■ Saved data entries
'''

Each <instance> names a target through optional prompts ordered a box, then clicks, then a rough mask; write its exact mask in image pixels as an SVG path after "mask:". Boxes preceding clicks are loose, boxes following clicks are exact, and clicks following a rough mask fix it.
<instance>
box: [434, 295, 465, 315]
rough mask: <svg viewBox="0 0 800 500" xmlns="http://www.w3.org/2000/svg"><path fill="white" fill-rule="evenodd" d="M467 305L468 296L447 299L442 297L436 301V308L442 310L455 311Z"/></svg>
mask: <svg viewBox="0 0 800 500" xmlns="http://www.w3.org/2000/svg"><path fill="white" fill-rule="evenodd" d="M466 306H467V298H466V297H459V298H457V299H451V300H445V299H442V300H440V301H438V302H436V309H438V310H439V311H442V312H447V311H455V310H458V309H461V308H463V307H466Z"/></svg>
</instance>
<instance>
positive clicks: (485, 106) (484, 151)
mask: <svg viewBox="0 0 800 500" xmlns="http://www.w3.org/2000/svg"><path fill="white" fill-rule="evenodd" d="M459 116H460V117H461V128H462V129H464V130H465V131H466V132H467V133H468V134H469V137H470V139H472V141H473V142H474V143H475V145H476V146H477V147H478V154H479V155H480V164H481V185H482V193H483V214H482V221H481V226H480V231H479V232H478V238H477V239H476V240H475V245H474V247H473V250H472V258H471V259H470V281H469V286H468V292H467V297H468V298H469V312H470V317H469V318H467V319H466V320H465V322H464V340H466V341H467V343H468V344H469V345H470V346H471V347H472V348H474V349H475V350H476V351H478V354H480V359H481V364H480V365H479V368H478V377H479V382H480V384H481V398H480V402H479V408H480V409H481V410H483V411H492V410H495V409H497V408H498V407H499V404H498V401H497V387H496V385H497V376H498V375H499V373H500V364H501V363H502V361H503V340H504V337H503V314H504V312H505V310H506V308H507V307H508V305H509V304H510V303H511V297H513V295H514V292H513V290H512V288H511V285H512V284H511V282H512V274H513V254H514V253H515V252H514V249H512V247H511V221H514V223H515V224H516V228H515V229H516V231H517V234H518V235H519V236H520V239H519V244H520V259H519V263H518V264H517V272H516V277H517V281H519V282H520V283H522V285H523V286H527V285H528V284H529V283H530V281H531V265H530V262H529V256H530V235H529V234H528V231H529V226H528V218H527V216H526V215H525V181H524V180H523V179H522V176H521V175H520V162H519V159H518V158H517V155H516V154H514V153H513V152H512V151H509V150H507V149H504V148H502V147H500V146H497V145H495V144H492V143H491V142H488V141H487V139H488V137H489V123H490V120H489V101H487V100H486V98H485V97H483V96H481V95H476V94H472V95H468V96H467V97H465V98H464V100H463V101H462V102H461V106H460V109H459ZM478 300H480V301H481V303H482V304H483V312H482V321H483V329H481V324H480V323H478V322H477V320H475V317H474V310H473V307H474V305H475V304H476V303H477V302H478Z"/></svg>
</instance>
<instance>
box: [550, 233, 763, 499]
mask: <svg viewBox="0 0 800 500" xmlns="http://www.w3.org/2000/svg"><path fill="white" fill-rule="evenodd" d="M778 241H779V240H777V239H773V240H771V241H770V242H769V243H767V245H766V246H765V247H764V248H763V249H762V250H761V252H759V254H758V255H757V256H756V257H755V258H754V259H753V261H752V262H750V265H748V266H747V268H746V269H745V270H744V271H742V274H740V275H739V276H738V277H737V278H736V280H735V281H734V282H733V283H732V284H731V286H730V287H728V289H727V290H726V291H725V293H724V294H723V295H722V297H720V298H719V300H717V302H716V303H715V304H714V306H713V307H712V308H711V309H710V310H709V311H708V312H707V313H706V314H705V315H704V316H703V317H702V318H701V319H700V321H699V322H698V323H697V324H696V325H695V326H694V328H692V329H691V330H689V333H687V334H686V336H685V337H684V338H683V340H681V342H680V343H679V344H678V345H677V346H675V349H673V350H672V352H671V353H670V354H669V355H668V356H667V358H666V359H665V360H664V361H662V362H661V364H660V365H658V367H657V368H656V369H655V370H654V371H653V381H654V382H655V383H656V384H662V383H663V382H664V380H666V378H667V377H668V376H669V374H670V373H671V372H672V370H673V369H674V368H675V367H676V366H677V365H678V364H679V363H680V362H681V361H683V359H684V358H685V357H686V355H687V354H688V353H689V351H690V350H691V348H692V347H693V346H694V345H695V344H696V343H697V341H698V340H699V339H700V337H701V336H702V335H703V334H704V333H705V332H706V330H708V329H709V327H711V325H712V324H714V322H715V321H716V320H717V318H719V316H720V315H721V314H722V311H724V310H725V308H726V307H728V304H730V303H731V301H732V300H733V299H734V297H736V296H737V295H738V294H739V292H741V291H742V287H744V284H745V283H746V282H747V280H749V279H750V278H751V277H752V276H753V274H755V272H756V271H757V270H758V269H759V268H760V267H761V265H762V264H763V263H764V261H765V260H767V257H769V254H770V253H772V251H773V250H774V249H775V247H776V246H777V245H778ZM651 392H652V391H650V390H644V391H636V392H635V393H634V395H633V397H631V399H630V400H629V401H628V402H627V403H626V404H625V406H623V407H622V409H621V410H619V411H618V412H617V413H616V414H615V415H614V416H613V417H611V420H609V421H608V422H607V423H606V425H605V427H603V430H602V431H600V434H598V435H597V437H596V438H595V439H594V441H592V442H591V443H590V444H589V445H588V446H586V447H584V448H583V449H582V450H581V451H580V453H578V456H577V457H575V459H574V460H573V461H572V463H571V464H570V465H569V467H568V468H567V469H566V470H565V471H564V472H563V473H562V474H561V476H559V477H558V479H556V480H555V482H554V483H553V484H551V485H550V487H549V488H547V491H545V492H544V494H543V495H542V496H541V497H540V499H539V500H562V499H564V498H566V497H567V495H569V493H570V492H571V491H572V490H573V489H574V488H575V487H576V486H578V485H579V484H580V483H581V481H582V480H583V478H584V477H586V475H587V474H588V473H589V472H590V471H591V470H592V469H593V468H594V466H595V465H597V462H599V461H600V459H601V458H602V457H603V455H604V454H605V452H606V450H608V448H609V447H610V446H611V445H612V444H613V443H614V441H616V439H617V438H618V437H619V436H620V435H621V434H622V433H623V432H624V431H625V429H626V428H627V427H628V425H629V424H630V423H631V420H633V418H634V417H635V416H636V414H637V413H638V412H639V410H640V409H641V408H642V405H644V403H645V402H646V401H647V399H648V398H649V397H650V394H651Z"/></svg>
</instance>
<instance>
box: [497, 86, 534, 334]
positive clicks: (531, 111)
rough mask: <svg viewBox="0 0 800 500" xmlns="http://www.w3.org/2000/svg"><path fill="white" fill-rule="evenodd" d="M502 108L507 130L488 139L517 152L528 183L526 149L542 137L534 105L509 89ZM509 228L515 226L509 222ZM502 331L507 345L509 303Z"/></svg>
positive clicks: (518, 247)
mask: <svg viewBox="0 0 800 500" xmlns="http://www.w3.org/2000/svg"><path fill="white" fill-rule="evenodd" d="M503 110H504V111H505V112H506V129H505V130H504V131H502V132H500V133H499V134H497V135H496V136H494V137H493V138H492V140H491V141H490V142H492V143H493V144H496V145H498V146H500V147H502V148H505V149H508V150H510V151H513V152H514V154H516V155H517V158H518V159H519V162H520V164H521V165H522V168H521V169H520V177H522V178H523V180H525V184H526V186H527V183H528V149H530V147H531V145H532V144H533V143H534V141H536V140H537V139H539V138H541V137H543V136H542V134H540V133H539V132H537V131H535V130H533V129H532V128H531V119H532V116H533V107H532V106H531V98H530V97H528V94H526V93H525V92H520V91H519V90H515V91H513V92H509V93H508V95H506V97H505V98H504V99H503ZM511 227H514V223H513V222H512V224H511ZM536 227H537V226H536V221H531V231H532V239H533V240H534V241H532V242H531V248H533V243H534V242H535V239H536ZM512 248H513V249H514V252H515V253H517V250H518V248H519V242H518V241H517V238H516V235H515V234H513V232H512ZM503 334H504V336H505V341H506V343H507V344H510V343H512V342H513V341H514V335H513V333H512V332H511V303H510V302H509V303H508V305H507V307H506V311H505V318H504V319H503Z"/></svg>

'''
'''

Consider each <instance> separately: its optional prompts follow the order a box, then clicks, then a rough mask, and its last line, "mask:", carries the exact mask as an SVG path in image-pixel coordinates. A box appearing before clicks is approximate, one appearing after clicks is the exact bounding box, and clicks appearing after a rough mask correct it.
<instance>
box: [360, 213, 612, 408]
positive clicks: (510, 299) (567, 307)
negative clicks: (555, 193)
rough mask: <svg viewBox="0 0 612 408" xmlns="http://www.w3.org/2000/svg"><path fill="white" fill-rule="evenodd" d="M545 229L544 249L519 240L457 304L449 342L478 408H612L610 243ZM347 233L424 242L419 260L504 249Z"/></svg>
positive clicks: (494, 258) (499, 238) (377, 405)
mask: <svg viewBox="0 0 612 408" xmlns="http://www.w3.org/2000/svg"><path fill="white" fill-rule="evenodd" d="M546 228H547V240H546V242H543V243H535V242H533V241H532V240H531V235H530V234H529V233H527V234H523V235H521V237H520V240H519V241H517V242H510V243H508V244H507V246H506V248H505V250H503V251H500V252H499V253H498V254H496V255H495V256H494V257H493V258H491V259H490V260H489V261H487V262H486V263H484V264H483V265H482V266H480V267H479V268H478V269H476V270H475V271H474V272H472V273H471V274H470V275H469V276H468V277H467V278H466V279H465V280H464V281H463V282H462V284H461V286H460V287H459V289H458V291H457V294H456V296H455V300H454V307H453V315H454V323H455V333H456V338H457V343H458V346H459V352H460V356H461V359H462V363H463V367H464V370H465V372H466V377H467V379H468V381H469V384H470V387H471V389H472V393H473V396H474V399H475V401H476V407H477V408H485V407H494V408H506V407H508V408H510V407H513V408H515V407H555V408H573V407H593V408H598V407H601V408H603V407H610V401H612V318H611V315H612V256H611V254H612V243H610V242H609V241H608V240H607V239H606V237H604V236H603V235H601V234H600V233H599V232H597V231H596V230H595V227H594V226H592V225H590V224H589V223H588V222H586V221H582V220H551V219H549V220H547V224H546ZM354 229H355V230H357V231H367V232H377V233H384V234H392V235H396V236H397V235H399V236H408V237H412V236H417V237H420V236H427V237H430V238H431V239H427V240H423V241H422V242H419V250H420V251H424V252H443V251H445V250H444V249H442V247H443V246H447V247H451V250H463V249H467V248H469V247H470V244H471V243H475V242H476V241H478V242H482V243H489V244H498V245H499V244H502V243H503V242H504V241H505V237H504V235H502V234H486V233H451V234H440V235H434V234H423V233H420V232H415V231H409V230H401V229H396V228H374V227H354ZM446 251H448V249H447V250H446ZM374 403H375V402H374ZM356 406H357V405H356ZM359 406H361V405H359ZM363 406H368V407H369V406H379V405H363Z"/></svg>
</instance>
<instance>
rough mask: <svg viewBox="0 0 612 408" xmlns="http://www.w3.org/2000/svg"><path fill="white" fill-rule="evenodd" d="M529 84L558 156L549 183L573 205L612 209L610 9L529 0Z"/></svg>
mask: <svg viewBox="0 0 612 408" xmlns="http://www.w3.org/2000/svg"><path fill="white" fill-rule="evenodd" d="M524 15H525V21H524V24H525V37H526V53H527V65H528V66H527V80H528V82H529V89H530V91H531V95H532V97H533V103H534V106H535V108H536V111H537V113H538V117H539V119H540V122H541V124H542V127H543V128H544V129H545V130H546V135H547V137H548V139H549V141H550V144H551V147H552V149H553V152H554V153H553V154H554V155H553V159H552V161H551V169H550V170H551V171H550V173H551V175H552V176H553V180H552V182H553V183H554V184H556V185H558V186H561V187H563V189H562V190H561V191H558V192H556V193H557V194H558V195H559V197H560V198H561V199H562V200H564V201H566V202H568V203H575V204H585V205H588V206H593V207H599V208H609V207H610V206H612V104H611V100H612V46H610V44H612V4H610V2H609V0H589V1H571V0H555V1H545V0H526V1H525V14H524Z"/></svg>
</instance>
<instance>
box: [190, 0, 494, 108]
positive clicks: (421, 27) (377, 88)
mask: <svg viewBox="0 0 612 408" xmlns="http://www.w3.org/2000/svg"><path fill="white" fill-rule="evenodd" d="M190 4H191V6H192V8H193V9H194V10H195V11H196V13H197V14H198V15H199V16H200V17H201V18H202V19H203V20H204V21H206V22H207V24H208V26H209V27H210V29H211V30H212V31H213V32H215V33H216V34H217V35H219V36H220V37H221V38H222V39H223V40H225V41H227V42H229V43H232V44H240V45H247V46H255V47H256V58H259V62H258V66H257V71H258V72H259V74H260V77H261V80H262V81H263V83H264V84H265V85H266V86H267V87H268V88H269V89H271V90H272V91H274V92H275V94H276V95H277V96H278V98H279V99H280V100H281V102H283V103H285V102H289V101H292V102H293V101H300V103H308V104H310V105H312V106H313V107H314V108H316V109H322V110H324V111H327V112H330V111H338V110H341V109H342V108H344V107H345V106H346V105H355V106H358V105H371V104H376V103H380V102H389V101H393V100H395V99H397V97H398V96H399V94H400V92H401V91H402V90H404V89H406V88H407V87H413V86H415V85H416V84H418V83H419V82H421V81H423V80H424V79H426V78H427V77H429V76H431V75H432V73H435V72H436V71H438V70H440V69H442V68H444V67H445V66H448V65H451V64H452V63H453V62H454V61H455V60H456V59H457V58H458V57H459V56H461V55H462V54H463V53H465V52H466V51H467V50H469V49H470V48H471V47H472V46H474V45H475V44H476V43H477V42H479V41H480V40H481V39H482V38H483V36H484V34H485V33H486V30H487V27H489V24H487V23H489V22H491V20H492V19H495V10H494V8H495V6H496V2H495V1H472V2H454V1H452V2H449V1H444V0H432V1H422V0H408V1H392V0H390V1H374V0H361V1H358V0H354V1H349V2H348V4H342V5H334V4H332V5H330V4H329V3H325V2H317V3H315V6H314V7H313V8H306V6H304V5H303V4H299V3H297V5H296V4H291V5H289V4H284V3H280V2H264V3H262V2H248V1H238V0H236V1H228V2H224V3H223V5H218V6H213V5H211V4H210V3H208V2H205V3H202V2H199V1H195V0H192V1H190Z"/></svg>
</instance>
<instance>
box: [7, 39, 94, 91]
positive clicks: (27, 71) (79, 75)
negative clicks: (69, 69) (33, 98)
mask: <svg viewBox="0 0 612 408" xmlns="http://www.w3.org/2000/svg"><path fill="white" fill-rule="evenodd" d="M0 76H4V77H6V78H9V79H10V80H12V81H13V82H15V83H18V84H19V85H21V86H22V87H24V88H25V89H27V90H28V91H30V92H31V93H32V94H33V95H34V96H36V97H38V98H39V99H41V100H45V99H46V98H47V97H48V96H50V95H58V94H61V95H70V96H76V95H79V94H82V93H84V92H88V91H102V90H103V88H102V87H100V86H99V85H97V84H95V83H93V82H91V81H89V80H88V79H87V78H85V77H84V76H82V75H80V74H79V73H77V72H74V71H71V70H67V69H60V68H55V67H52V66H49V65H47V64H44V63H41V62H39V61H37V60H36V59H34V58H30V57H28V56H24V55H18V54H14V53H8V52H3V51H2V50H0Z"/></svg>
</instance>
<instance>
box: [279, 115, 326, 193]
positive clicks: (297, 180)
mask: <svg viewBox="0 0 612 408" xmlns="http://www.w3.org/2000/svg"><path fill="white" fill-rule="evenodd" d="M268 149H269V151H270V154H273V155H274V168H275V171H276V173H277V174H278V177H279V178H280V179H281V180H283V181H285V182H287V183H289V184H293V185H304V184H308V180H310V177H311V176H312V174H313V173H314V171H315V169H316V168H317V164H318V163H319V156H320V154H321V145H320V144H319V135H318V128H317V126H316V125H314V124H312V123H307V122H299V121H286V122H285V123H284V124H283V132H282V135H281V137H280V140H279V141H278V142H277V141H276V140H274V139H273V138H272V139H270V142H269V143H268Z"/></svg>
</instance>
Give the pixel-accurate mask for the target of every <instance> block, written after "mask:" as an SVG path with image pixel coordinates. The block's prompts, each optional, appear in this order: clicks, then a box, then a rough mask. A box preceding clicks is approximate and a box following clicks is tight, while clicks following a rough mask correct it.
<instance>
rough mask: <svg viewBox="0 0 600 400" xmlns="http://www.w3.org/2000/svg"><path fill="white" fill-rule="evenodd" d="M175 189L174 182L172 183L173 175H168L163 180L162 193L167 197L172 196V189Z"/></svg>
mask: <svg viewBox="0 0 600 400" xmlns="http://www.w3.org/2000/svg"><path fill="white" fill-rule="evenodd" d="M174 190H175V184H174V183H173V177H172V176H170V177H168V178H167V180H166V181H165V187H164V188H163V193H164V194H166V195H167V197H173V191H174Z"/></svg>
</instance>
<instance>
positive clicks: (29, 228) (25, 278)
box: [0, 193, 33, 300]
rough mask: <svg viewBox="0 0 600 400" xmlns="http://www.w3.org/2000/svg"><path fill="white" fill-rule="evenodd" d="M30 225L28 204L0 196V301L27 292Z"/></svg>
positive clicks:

'''

■ WHAT IS NEEDED
Retype only the stretch of lines above starting at the one with "negative clicks: (69, 69) (33, 98)" and stopping at the one with "box: [279, 115, 326, 193]", exactly as written, with both kept.

■ ANSWER FOR THE TASK
negative clicks: (69, 69) (33, 98)
mask: <svg viewBox="0 0 612 408" xmlns="http://www.w3.org/2000/svg"><path fill="white" fill-rule="evenodd" d="M0 76H4V77H6V78H9V79H10V80H12V81H13V82H15V83H18V84H19V85H21V86H22V87H24V88H25V89H27V90H28V91H30V92H31V93H32V94H33V95H34V96H36V97H38V98H39V99H41V100H45V99H46V98H47V97H48V96H50V95H58V94H61V95H70V96H76V95H79V94H82V93H84V92H88V91H102V90H103V88H102V87H100V86H99V85H97V84H95V83H93V82H91V81H89V80H88V79H87V78H85V77H84V76H82V75H80V74H79V73H77V72H74V71H71V70H67V69H60V68H55V67H52V66H49V65H47V64H44V63H41V62H39V61H37V60H36V59H34V58H30V57H28V56H24V55H18V54H14V53H8V52H3V51H2V50H0Z"/></svg>
</instance>
<instance>
box: [279, 115, 326, 193]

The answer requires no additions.